Saved data entries

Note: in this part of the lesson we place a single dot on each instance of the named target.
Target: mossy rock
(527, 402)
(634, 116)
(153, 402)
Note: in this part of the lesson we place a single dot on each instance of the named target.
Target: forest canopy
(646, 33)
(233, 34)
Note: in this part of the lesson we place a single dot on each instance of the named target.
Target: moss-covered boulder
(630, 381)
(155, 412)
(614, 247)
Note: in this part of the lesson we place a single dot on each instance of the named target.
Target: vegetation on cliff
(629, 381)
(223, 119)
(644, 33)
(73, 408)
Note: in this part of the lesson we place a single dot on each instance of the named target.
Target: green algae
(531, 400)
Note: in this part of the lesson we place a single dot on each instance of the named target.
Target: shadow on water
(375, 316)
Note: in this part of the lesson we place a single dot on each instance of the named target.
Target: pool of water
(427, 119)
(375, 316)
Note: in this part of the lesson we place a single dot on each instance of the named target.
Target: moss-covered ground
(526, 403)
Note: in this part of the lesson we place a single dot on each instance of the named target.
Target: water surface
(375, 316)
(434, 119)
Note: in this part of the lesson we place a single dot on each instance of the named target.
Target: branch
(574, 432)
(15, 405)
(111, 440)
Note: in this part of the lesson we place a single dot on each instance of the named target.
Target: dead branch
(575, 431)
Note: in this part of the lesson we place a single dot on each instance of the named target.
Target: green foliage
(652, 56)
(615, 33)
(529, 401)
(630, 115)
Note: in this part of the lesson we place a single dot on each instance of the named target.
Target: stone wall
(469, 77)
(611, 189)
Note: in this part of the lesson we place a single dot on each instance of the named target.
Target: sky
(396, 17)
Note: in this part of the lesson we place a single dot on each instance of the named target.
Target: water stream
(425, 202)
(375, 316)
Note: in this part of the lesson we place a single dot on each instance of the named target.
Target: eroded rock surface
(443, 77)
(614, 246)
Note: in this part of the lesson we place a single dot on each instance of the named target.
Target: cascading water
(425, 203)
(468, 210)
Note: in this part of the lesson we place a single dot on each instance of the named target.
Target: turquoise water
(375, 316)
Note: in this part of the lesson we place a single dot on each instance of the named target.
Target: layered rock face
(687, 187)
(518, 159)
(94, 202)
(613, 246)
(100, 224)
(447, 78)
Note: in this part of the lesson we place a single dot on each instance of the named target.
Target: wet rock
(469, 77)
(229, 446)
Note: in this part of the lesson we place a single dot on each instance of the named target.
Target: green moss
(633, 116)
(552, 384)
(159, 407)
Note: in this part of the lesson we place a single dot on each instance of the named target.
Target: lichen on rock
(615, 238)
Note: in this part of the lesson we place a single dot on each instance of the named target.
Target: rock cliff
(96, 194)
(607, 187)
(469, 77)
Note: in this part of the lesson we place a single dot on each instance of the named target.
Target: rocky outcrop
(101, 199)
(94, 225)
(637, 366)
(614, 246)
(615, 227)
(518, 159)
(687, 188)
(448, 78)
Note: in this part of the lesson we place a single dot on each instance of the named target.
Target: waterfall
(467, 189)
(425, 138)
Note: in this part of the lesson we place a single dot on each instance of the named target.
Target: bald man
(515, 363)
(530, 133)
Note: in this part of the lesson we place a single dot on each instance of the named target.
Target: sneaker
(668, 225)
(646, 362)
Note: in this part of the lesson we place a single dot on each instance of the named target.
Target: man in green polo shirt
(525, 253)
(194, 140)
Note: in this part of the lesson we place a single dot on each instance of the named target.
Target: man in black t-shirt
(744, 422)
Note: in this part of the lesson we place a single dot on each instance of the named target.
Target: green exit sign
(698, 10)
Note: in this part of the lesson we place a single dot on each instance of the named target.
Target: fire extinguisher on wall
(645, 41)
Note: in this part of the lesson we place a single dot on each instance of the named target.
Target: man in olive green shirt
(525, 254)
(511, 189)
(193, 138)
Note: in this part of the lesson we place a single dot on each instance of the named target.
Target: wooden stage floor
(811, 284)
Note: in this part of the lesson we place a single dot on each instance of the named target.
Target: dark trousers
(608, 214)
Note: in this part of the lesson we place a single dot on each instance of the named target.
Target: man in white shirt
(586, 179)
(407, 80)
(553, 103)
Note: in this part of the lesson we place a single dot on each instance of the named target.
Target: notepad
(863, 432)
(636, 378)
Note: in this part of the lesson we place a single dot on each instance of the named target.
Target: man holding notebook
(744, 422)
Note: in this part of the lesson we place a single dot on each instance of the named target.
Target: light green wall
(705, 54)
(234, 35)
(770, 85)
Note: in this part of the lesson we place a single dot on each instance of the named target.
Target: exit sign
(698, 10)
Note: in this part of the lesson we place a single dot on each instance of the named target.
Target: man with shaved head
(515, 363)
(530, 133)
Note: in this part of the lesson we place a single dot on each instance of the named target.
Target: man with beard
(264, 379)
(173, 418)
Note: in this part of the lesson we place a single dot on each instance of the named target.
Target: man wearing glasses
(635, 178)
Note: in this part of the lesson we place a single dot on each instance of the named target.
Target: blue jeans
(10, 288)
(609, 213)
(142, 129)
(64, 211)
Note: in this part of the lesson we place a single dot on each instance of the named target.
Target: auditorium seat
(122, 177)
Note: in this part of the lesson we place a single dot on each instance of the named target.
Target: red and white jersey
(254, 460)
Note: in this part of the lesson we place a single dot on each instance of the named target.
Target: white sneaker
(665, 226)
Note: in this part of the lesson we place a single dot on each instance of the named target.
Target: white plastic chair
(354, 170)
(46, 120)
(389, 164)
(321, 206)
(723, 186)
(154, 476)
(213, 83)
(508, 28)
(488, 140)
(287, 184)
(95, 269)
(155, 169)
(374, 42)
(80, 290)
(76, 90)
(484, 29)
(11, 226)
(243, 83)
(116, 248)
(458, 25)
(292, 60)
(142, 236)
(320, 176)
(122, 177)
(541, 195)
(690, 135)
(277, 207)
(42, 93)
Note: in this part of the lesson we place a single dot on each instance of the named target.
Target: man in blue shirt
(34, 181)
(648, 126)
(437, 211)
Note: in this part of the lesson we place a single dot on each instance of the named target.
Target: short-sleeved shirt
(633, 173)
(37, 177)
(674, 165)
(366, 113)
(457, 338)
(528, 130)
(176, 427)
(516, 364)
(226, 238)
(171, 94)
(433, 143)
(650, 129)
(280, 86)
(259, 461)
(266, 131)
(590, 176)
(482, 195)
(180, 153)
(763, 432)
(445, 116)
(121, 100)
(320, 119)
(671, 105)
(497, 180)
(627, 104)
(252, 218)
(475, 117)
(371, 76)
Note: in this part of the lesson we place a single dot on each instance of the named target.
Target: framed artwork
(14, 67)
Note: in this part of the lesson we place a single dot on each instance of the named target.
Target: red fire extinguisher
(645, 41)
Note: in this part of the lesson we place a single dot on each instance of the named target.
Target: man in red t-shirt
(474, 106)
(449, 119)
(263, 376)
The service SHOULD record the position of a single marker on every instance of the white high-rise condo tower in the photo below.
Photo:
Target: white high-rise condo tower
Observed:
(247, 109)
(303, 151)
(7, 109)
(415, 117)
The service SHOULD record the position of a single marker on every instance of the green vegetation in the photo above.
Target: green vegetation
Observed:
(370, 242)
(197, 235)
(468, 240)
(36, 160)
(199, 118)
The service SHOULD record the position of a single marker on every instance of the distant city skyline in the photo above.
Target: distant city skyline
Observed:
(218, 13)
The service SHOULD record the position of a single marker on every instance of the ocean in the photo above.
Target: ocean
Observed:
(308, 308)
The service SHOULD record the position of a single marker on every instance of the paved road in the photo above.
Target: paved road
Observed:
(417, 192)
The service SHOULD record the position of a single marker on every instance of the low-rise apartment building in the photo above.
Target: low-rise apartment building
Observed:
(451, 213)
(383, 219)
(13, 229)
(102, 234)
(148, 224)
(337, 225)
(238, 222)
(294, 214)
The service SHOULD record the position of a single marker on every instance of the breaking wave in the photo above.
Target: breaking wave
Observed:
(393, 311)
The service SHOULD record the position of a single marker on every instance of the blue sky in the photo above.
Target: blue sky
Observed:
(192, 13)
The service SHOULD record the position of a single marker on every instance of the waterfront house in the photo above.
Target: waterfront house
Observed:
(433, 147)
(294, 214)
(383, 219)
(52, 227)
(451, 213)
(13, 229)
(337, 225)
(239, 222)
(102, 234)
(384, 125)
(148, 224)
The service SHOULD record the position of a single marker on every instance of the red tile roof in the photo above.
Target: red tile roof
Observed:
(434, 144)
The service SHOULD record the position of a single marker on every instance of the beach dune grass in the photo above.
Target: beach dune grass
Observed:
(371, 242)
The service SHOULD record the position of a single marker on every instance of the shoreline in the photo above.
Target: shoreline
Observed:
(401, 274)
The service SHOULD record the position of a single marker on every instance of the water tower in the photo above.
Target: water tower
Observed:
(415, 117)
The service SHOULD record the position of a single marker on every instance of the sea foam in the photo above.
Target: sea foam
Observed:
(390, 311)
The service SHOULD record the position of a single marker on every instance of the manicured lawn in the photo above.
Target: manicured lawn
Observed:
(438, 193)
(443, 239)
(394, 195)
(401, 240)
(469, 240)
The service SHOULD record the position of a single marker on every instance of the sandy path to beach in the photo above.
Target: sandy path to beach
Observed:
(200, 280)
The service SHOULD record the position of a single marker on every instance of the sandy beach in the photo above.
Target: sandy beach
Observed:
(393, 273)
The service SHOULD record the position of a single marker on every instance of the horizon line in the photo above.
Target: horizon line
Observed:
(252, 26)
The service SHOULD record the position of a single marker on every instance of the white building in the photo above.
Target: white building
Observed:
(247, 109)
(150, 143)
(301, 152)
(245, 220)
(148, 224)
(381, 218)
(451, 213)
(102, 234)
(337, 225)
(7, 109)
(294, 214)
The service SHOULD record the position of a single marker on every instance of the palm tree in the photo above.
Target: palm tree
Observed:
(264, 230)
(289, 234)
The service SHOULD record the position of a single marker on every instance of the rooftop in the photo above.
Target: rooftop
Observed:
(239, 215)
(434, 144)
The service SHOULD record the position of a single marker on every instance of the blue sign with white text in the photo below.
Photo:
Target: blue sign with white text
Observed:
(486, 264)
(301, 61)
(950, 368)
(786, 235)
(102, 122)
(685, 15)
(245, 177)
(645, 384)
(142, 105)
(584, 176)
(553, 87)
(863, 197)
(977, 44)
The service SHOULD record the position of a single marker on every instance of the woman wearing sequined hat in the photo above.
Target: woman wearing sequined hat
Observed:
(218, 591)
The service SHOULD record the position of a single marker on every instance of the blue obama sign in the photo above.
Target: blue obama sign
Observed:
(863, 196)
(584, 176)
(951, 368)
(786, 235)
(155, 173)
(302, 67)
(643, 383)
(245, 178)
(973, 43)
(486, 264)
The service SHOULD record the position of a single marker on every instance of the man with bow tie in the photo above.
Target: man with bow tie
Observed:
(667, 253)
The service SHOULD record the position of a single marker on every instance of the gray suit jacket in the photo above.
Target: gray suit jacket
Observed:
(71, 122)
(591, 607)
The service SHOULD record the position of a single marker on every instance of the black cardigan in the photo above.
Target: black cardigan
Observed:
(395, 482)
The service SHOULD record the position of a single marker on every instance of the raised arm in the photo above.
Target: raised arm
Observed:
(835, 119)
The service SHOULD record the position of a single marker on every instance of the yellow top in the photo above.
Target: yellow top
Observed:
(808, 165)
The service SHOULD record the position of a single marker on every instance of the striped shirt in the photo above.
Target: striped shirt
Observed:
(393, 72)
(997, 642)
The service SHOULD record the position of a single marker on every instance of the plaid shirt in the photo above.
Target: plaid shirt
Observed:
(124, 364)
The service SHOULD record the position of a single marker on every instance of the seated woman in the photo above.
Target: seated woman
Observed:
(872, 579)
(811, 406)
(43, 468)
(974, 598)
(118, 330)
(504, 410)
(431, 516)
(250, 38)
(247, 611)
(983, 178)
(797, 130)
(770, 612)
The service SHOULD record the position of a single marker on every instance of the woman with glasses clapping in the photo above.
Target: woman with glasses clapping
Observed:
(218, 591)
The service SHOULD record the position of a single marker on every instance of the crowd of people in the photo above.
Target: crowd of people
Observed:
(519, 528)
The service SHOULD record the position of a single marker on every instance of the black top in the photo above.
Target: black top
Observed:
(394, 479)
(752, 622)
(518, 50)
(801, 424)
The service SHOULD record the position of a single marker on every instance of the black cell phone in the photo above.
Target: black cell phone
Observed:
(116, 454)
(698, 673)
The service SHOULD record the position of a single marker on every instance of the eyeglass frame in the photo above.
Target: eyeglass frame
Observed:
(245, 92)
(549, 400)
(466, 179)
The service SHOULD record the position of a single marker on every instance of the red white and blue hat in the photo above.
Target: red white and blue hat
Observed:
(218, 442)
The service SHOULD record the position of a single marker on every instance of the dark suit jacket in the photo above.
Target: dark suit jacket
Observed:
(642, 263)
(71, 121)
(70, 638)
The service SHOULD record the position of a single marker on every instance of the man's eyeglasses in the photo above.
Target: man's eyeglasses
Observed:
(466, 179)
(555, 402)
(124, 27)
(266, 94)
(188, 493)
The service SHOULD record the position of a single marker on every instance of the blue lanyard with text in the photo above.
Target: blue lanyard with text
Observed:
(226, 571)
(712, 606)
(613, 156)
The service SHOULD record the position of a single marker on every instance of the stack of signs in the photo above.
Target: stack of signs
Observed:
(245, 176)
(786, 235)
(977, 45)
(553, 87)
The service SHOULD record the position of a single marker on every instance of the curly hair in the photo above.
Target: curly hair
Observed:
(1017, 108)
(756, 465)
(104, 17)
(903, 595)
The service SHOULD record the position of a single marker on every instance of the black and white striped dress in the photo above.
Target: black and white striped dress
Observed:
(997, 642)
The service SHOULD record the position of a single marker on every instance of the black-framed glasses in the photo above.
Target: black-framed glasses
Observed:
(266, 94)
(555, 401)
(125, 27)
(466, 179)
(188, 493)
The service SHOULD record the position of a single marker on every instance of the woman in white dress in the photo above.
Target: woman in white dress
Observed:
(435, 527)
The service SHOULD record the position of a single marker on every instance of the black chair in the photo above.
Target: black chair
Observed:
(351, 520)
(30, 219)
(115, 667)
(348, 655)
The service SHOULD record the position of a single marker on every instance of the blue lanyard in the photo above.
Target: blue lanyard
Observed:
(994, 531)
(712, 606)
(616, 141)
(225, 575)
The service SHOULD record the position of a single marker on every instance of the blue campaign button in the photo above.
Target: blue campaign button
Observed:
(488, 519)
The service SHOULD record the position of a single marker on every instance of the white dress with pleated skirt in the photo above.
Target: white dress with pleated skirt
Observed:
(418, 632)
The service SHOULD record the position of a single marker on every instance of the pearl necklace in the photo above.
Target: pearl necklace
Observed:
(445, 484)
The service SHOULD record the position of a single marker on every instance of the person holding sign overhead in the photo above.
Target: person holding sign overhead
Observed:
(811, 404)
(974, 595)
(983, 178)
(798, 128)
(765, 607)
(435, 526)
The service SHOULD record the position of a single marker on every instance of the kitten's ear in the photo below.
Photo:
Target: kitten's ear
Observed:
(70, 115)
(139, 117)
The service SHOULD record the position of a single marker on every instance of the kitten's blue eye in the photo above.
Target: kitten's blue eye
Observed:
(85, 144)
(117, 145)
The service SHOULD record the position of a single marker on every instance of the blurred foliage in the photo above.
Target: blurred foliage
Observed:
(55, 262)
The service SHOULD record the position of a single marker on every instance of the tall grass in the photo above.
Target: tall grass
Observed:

__WHAT YOU NEED TO DO__
Respond with one number, the count of lines in the data that hold the string "tree".

__RESULT OF THIS EXERCISE__
2